Work to complete: Do statements (a), (b), and (c) agree with the excerpt on running the YEP QC & VIZ pipeline? Answer yes or no for each, quoting the deciding words of the excerpt exactly. (a) The scripts use bioblend version 0.14.0. (b) Samples commented out with # in the run info file are skipped by the workflow. (c) downloadResults.py relies on Meme-suite and UCSC utilities.

Excerpt provided:
Running the YEP QC & VIZ pipeline on GALAXY

✨ Below are required for automatic workflow invocation on GALAXY ✨

Scripts

  • generateYepRunInfoFromPEGR.py
  • createRunInfoFromSampleId.py
  • runYepQCVIZ.py
  • downloadResults.py
  • processResults.py

Config Files

  • yepQcViz.cfg
  • yepRunInfo.csv
  • workflowInfo.csv
🔥 Dependencies

Installing Anaconda usually satisfies all the dependencies for most of the python scripts. pip is used to install bioblend, these scripts are using bioblend version(0.13.0). Make sure you have them installed before you run any of the scripts.

Meme-suite and UCSC utilities are used by downloadResults.py to create required datasets. Make sure these are available in the PATH. Read the entire scripts documentation before running them, dependencies and expected config files are explained in detail.

YEP flowchart

Scripts Documentation

  • generateYepRunInfoFromPEGR.py creates the yepRunInfo.csv file by using PEGR API for FRANCLINE. It takes the runNO as input to generate the run info file. you can use # to comment any sample in the run info file. The commented samples will not be processed by the workflow. Currently the script screens for sacCer3_cegr before making the run info file.

Records of labeled points:
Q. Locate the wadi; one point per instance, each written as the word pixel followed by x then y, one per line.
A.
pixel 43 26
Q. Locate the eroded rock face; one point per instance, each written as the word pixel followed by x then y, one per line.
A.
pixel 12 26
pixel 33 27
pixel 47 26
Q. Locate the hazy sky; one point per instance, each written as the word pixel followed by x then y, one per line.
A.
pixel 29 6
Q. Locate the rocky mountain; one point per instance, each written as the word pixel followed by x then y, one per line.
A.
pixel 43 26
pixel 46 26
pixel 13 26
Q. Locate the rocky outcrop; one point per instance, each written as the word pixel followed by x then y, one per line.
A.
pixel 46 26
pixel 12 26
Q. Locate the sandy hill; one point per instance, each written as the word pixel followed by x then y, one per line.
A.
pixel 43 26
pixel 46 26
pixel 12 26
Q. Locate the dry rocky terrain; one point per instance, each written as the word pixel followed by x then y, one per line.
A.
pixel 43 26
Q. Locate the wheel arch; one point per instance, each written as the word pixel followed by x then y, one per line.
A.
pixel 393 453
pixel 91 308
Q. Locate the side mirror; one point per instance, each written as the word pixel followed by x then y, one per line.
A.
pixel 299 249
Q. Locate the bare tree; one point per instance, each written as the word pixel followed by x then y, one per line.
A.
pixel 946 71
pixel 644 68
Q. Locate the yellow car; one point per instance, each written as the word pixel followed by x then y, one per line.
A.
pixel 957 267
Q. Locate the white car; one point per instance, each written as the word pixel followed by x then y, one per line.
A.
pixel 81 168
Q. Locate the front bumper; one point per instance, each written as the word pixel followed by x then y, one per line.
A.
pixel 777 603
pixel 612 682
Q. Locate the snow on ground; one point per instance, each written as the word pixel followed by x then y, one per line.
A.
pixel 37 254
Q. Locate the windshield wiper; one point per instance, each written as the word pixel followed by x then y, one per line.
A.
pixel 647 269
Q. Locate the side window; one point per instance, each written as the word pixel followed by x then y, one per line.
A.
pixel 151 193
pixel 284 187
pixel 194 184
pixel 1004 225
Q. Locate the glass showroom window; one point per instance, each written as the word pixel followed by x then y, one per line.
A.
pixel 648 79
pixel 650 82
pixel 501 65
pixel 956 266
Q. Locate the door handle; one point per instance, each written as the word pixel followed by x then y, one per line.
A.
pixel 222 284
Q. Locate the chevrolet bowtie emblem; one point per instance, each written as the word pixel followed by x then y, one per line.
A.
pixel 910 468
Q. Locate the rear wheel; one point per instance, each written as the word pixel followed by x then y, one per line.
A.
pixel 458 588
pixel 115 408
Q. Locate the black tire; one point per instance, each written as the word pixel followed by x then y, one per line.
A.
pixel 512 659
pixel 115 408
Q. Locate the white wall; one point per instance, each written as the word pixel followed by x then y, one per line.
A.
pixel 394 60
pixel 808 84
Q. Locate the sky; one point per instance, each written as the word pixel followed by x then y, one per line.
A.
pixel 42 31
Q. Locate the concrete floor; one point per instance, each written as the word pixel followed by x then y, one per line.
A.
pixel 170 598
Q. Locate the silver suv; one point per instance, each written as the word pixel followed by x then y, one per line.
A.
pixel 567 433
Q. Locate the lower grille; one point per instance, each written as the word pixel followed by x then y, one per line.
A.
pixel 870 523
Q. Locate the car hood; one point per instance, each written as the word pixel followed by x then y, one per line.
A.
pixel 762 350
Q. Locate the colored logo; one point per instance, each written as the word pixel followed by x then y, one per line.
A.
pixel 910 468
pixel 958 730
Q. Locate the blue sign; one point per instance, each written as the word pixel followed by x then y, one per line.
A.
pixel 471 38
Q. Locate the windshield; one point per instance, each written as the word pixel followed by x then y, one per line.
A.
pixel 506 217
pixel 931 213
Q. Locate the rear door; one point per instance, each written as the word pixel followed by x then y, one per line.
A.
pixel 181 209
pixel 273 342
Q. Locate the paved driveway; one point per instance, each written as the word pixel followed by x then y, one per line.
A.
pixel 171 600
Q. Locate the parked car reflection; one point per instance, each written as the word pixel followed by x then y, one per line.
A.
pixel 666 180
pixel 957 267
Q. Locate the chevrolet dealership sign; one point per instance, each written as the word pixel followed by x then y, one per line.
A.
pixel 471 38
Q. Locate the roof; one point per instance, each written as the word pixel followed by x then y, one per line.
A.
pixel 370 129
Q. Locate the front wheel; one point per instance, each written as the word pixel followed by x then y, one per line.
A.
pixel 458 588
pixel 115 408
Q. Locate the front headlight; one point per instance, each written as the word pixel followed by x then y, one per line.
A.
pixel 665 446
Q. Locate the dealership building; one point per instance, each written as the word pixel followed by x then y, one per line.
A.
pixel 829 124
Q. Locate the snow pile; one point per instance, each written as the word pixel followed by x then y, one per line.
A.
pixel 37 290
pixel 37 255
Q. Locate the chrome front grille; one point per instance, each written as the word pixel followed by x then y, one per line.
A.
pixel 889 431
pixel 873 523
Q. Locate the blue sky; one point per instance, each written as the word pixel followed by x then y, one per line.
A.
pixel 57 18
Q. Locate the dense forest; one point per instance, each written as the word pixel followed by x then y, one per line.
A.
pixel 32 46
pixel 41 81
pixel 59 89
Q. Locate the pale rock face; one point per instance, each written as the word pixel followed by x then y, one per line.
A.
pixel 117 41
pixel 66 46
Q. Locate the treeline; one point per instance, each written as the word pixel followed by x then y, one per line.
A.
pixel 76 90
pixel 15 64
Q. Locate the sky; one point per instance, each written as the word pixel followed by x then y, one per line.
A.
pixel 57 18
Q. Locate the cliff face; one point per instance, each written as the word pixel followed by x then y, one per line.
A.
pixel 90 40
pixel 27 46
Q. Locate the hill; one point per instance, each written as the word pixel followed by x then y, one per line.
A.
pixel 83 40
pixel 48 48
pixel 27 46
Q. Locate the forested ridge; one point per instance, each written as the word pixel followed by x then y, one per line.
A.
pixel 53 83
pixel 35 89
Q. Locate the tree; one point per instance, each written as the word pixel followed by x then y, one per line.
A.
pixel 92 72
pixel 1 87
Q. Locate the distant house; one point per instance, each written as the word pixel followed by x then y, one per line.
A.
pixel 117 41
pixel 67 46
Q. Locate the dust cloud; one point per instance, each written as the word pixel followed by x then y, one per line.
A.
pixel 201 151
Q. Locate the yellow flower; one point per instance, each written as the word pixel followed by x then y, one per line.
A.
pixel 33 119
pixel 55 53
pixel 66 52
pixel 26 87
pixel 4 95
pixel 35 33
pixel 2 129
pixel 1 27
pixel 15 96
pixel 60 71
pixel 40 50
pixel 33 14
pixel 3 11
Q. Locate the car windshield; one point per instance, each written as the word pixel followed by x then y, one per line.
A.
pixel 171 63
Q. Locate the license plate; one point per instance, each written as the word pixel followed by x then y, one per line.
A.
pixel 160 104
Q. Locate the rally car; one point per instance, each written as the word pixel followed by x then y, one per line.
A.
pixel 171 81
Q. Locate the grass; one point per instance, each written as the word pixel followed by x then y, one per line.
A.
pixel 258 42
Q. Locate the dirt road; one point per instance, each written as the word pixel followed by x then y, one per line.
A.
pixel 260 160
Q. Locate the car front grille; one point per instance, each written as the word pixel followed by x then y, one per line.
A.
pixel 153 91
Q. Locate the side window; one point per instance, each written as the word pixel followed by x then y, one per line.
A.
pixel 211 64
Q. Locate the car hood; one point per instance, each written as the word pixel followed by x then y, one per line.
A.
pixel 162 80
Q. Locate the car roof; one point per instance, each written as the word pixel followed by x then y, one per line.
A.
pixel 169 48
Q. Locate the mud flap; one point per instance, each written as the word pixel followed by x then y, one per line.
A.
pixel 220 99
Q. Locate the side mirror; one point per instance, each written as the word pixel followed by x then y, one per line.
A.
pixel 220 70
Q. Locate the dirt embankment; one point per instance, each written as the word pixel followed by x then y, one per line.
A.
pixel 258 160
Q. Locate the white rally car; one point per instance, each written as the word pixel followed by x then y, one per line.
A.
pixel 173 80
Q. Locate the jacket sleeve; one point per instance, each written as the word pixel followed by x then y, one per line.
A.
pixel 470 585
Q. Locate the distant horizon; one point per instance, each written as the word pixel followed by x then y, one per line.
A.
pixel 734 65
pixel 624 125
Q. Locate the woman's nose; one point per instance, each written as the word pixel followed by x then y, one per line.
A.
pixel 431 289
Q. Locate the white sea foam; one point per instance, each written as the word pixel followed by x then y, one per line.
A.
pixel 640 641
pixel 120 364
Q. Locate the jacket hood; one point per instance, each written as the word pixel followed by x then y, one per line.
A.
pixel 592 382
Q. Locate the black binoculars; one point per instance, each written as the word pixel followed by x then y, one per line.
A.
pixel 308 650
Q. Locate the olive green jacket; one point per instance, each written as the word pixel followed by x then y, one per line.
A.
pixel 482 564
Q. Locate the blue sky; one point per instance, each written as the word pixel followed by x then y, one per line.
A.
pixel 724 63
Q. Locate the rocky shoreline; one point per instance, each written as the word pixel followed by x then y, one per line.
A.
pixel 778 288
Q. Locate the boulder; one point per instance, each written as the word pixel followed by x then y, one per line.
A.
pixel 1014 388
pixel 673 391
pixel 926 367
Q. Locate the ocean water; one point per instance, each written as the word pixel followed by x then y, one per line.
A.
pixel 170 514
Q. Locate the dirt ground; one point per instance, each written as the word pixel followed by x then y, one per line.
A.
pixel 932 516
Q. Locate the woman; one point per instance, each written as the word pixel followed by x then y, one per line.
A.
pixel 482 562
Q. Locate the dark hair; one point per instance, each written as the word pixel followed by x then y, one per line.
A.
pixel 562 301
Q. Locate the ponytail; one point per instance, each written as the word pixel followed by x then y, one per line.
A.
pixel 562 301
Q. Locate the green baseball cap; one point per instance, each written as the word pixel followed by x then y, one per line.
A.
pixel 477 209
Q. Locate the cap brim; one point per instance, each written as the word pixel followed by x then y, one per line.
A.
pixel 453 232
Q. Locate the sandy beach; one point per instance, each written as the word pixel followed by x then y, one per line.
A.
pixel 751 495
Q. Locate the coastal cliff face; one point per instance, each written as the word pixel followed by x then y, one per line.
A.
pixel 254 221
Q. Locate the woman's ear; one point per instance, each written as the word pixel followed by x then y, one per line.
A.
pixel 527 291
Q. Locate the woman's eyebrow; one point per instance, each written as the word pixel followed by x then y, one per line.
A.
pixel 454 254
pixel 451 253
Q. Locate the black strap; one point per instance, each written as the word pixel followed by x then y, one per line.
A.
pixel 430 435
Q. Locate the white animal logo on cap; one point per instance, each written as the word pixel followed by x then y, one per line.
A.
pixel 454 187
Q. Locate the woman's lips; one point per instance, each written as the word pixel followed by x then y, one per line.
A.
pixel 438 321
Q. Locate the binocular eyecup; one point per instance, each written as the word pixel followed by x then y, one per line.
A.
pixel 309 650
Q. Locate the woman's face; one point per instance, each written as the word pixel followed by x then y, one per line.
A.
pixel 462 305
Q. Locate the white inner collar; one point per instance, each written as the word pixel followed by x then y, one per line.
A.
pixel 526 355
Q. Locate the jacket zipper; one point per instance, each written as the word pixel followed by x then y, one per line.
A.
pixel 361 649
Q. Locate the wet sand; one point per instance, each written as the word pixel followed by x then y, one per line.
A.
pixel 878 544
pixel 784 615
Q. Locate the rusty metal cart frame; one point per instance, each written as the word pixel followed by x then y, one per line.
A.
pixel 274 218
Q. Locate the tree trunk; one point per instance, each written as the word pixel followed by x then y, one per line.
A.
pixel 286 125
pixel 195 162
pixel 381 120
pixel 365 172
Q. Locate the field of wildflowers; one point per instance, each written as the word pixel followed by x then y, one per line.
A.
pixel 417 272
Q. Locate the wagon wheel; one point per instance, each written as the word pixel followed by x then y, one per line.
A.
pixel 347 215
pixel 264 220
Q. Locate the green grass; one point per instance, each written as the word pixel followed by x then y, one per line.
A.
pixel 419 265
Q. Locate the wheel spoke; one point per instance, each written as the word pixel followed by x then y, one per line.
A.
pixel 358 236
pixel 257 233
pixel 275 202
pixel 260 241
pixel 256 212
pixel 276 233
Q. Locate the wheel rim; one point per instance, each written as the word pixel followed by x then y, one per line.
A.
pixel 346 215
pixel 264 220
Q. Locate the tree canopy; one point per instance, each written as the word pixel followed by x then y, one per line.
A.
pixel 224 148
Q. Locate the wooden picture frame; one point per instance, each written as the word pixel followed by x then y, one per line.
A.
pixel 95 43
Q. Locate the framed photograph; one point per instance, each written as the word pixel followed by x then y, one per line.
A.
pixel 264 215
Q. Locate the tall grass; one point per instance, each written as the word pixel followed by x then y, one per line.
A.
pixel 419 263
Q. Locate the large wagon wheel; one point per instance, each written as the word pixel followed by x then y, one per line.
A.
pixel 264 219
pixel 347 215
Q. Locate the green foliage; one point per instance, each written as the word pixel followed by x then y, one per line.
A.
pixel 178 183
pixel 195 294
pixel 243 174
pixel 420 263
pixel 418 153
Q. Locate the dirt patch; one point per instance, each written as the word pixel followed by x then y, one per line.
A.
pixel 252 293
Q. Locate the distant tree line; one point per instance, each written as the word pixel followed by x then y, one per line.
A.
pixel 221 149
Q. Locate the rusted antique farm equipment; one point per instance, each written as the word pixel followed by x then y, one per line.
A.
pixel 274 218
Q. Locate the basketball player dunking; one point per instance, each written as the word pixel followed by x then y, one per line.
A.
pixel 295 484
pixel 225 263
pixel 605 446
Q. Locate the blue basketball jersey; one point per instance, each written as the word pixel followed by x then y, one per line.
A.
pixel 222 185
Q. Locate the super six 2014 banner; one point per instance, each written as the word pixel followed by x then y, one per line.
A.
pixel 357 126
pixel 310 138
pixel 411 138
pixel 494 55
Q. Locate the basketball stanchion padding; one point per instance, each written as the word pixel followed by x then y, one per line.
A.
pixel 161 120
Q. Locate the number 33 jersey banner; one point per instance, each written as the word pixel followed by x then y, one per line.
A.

Result of this task:
(a) No: "these scripts are using bioblend version(0.13.0)"
(b) Yes: "The commented samples will not be processed by the workflow."
(c) Yes: "Meme-suite and UCSC utilities are used by downloadResults.py to create required datasets."